*Indicación 1*. Reproduce al pie de la letra el fragmento sobre el origen de San Valentín desde "Llevo toda la" hasta "las cárceles romanas.".
*Indicación 2*. Según el fragmento sobre el origen de San Valentín, ¿en qué fecha fue ajusticiado el romano Valentín de la primera teoría?

*Fragmento seleccionado*.
==================================================
Llevo toda la semana reflexionando sobre el día de San Valentín. Sobre
cómo pudo comenzar, que sentido tuvo en su momento, que significado pretenden
que tenga ahora y qué significa para mí. Investigando sobre el tema, he llegado
a la conclusión de que hay dos teorías mayoritarias acerca del origen de esta
fecha.
La primera de estas teorías afirma que nació en honor de un romano,
llamado Valentín, que se convirtió al cristianismo. No podemos afirmar mucho
sobre él, aunque con toda seguridad era un hombre consecuente con sus
decisiones, pues se dedicó a sacar a los cristianos de las cárceles romanas.
Cuando finalmente le descubrieron, se negó a renunciar a su fé, por lo que fue
ajusticiado el 14 de febrero del año 269 Después de Cristo.
La segunda teoría, bastante más extendida, afirma que esta fecha se debe
a Valentín, un cura que servía en un templo en la época de Claudio III. Cuando
éste decidió reclutar a todos los hombres jóvenes para el ejército,
prohibiéndoles contraer matrimonio, Valentín hizo caso omiso del Decreto,
oficiando matrimonios en secreto. Una vez descubierto, fue encarcelado por
haber desafiado al emperador. Antes de morir, dejó una carta de amor a la hija
del carcelero, poniendo en ella como rúbrica “de tu Valentín”.
==================================================
*Filas proporcionadas*.
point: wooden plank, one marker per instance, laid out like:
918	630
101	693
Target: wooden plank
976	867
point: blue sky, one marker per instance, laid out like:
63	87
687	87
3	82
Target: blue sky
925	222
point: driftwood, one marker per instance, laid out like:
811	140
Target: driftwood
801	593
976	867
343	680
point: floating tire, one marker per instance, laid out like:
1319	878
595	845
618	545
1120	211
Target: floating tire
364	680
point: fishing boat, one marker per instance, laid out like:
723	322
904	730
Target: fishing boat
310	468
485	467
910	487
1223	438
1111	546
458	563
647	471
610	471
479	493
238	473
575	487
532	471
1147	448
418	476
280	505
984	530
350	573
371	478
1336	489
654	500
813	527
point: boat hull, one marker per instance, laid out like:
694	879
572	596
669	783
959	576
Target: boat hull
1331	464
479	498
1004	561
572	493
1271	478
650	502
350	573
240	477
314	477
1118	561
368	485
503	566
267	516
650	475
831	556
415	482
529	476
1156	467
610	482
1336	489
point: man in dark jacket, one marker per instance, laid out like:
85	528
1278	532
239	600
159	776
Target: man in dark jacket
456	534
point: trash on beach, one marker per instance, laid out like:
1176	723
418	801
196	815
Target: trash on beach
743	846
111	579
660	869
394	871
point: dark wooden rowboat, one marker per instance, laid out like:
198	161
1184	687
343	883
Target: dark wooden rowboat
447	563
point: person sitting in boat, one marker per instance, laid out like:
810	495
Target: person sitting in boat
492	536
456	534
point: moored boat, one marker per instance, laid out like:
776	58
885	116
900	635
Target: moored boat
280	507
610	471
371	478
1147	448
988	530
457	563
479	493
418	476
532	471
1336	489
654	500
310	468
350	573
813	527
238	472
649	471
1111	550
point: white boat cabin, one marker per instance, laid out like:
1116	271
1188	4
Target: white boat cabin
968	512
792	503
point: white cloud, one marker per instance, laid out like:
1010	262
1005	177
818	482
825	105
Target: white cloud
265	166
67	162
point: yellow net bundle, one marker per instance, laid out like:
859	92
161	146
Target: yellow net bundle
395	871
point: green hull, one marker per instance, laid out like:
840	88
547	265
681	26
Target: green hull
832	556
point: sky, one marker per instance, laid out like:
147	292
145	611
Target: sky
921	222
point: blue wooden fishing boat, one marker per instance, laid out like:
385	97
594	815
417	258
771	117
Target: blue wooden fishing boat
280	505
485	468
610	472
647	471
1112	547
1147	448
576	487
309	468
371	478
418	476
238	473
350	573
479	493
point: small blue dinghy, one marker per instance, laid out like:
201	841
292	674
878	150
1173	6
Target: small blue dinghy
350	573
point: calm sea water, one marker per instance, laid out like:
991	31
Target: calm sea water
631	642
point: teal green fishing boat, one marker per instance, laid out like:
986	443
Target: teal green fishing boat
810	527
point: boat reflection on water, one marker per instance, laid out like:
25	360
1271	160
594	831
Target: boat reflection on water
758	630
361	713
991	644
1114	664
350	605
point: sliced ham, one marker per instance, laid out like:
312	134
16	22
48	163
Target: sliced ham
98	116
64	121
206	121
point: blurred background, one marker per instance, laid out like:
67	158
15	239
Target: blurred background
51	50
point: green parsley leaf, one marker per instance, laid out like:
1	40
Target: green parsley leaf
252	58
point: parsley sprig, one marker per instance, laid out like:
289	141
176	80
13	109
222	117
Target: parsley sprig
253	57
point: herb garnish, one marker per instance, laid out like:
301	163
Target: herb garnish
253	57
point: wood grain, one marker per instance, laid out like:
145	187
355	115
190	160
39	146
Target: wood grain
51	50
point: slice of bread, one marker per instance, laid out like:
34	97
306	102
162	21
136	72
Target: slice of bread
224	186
==================================================
*Respuesta completa 1*.
Llevo toda la semana reflexionando sobre el día de San Valentín. Sobre
cómo pudo comenzar, que sentido tuvo en su momento, que significado pretenden
que tenga ahora y qué significa para mí. Investigando sobre el tema, he llegado
a la conclusión de que hay dos teorías mayoritarias acerca del origen de esta
fecha.
La primera de estas teorías afirma que nació en honor de un romano,
llamado Valentín, que se convirtió al cristianismo. No podemos afirmar mucho
sobre él, aunque con toda seguridad era un hombre consecuente con sus
decisiones, pues se dedicó a sacar a los cristianos de las cárceles romanas.

*Respuesta completa 2*. El 14 de febrero del año 269 después de Cristo.